Copy out the stretch from the line containing "Please drop a marker on the deck chair backrest" through the end of the entries, requests included, and shift every x and y coordinate in the answers up by 123. Give back only those lines.

══ RECORDS SUPPLIED ══

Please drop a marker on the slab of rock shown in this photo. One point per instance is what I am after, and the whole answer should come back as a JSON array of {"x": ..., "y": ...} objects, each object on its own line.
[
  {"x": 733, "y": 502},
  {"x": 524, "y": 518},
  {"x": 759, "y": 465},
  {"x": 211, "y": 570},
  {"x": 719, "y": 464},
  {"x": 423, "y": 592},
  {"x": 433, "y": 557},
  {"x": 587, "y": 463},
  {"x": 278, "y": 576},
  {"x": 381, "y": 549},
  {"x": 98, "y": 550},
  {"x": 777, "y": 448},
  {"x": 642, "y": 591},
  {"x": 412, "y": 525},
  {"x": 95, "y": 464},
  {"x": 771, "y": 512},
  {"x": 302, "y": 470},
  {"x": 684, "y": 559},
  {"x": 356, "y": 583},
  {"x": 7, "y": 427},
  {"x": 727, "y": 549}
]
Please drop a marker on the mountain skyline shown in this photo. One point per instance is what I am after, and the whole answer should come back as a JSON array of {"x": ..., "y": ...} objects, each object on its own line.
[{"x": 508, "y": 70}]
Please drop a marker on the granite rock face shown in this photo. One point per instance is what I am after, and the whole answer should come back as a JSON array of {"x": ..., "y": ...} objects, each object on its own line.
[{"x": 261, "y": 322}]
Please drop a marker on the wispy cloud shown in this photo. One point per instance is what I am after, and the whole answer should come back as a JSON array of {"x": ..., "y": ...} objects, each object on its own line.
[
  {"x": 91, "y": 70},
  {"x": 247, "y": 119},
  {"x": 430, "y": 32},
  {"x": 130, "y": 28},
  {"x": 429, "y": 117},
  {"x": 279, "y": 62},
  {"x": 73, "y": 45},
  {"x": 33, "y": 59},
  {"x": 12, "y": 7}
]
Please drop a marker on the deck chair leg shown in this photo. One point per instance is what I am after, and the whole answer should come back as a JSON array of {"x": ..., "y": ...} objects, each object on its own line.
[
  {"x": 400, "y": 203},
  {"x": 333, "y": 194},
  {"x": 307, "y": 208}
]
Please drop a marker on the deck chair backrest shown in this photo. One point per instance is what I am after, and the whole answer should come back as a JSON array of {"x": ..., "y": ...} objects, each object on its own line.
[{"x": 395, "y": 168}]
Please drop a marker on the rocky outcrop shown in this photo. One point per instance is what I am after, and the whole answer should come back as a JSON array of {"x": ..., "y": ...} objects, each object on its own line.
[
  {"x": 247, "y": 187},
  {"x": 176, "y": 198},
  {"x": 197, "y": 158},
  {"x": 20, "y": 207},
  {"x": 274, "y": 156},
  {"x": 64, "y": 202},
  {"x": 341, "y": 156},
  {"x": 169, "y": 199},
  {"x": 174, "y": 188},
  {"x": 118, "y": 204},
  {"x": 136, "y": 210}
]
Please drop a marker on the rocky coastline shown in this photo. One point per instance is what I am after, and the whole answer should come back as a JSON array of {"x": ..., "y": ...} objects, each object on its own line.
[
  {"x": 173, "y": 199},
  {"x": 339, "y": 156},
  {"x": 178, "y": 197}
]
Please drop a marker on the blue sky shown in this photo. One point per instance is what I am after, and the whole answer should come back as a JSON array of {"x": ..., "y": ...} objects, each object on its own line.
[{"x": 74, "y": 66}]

═══

TASK RESULT:
Please drop a marker on the deck chair backrest shown in this photo. One point per instance is what I am after, and the whole answer should come back as a JSON array of {"x": ..., "y": ...} objects, each object on its own line.
[{"x": 518, "y": 291}]
Please drop a marker on the rocky outcrop shown in this photo. One point per instance is what I am after, and the whole answer should come back as a JSON array of {"x": ..., "y": ...} objects, each object on its own line.
[
  {"x": 370, "y": 310},
  {"x": 299, "y": 321},
  {"x": 320, "y": 281},
  {"x": 143, "y": 330},
  {"x": 397, "y": 279},
  {"x": 187, "y": 325},
  {"x": 464, "y": 279},
  {"x": 292, "y": 322},
  {"x": 297, "y": 311},
  {"x": 241, "y": 327},
  {"x": 259, "y": 333}
]
Please drop a marker on the rocky coastline shown in this photo. One point per instance is what I am after, and the whole answer should come back as a JSON array of {"x": ..., "y": ...} objects, each object on its own line.
[
  {"x": 296, "y": 322},
  {"x": 462, "y": 279},
  {"x": 301, "y": 320}
]
Please drop a marker on the blue sky shown in this photo. One point per instance is what I am after, and the whole answer should come back as a JSON array of {"x": ..., "y": ...} objects, each object on its own line.
[{"x": 197, "y": 189}]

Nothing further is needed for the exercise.